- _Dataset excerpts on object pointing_
>> start

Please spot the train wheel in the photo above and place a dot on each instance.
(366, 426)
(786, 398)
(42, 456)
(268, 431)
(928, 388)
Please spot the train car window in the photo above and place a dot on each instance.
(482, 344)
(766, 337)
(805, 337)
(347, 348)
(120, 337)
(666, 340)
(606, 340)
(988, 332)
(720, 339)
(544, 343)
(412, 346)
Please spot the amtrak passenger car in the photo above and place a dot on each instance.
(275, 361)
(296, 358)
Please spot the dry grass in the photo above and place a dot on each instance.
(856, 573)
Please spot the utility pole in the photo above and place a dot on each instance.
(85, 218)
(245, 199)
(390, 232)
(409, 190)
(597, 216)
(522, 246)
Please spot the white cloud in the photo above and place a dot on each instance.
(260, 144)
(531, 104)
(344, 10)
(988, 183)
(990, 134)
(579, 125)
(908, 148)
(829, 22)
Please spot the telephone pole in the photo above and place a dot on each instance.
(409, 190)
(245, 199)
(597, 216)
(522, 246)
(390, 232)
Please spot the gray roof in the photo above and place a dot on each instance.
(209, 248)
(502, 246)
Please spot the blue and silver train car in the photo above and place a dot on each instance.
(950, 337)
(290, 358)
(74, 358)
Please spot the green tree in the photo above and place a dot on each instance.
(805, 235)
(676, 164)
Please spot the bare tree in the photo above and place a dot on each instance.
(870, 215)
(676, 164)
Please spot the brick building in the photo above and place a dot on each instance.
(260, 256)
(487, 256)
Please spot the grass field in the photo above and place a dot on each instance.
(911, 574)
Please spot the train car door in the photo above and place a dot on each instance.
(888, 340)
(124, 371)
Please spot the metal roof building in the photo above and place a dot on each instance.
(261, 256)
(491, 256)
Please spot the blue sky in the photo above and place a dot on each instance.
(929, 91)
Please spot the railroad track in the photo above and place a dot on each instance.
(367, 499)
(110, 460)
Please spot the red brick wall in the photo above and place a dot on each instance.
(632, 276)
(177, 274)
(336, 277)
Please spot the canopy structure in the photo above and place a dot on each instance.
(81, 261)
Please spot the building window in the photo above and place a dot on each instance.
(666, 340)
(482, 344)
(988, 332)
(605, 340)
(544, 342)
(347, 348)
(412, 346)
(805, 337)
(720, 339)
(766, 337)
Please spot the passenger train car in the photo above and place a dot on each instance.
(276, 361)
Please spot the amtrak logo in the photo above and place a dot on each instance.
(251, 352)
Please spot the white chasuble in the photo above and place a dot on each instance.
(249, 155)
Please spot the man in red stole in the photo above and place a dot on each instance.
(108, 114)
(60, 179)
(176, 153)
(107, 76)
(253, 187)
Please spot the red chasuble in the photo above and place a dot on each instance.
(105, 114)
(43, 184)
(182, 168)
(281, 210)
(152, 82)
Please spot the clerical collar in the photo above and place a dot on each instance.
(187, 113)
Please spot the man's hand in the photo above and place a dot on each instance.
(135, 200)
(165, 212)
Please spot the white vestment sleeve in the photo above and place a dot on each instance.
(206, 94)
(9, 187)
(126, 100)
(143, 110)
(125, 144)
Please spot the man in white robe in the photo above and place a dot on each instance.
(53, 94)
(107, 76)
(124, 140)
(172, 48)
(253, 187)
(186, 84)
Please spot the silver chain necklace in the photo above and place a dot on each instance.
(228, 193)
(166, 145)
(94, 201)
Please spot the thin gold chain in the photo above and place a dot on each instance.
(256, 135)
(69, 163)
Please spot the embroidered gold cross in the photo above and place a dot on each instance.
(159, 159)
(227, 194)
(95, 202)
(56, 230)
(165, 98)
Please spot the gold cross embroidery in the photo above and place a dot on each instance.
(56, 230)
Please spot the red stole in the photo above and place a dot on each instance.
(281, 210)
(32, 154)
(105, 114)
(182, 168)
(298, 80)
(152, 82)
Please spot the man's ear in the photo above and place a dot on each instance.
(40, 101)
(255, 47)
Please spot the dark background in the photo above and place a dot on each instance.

>> end

- _Task directions_
Reproduce all of the entries above, substituting "put a mark" for every occurrence of "place a dot" and leaving everything else unchanged.

- _Written reply_
Please spot the train wheel in the photo above and put a mark on each instance.
(366, 426)
(786, 398)
(42, 456)
(268, 431)
(928, 388)
Please spot the train car window in the photo above and put a mark on each instance.
(482, 344)
(766, 337)
(805, 337)
(347, 348)
(120, 337)
(666, 340)
(606, 340)
(988, 332)
(720, 339)
(544, 343)
(412, 346)
Please spot the amtrak passenger car in the photo above and put a mark on each instance.
(275, 361)
(296, 358)
Please spot the dry grass in the photo above and put a mark on each instance.
(856, 573)
Please spot the utility pole in the photo above and put a mark on each instance.
(85, 218)
(245, 199)
(390, 232)
(409, 190)
(597, 216)
(522, 246)
Please spot the white cloud in the photo above and put a mark on each instance.
(260, 144)
(531, 104)
(344, 10)
(988, 183)
(990, 134)
(579, 125)
(908, 148)
(829, 22)
Please spot the telephone pole in the photo above and put a mark on each instance.
(409, 190)
(245, 199)
(597, 216)
(522, 246)
(390, 232)
Please spot the gray roof in the photo above and put a mark on each instance.
(209, 248)
(502, 246)
Please spot the blue and silver train car in the photo above and put a mark on each instance.
(950, 337)
(290, 358)
(74, 358)
Please spot the green tree in the photo above and put a mark on each instance.
(805, 235)
(676, 164)
Please spot the bare tree in the photo above and put a mark on each instance.
(870, 215)
(676, 164)
Please spot the brick building in the photo above and put a mark on each instance.
(260, 256)
(487, 256)
Please spot the grass field in the photo above and put a mark on each instance.
(911, 574)
Please spot the train car door in the photo above and put a mark on each instance.
(888, 340)
(124, 371)
Please spot the metal roof building in the photo above and put a mark on each instance.
(261, 256)
(491, 256)
Please spot the blue sky in the photo above and put a mark on each instance.
(929, 91)
Please spot the railroad track in the photo above and put a mark on each instance.
(367, 499)
(110, 460)
Please spot the red brick wall in the photo above and put a mark on each instance.
(632, 276)
(177, 274)
(336, 277)
Please spot the canopy structure in the photo above and put a mark on each instance.
(81, 261)
Please spot the building window in the photo above and put a mark on each instance.
(666, 340)
(482, 344)
(988, 332)
(605, 340)
(544, 342)
(347, 348)
(412, 346)
(805, 337)
(720, 339)
(766, 337)
Please spot the passenger train car in the photo above and put a mark on each instance.
(276, 361)
Please spot the amtrak logo in the photo above and put a mark on each instance.
(251, 352)
Please spot the white chasuble in the photo above and put a mark on each instance.
(249, 155)
Please spot the man in red stole in the photo above and put a mark on each instance.
(108, 114)
(60, 179)
(176, 153)
(107, 76)
(253, 187)
Please spot the red chasuble in the photo above and put a mark on each instance.
(105, 114)
(43, 184)
(182, 168)
(281, 210)
(152, 82)
Please spot the clerical collar in the photo above and put a mark on each instance.
(187, 113)
Please spot the man's hand in the photo above and put a mark on each instance.
(135, 200)
(165, 212)
Please spot the white vestment sleeve in the photo above and put a mark on each instance.
(206, 94)
(9, 187)
(126, 100)
(143, 110)
(125, 144)
Please spot the man in white robe in the photo above and put a mark on each instance.
(53, 94)
(107, 76)
(124, 140)
(172, 48)
(253, 187)
(186, 84)
Please spot the silver chain necklace in the photo above and put a mark on each instance.
(228, 193)
(166, 145)
(94, 201)
Please spot the thin gold chain in the photo above and put a mark on each instance.
(256, 135)
(69, 163)
Please spot the embroidered gold cross in the photo above and put a mark on each instance.
(159, 159)
(227, 194)
(95, 202)
(56, 230)
(165, 98)
Please spot the gold cross embroidery in the photo above and put a mark on each instance.
(56, 230)
Please spot the red stole in the photo above and put a mark on each instance.
(281, 210)
(32, 154)
(105, 114)
(182, 168)
(298, 80)
(152, 82)
Please spot the man's ear in the photo above and put a mark on each instance.
(40, 101)
(255, 47)
Please spot the dark background in the photo above and put a mark on each instance.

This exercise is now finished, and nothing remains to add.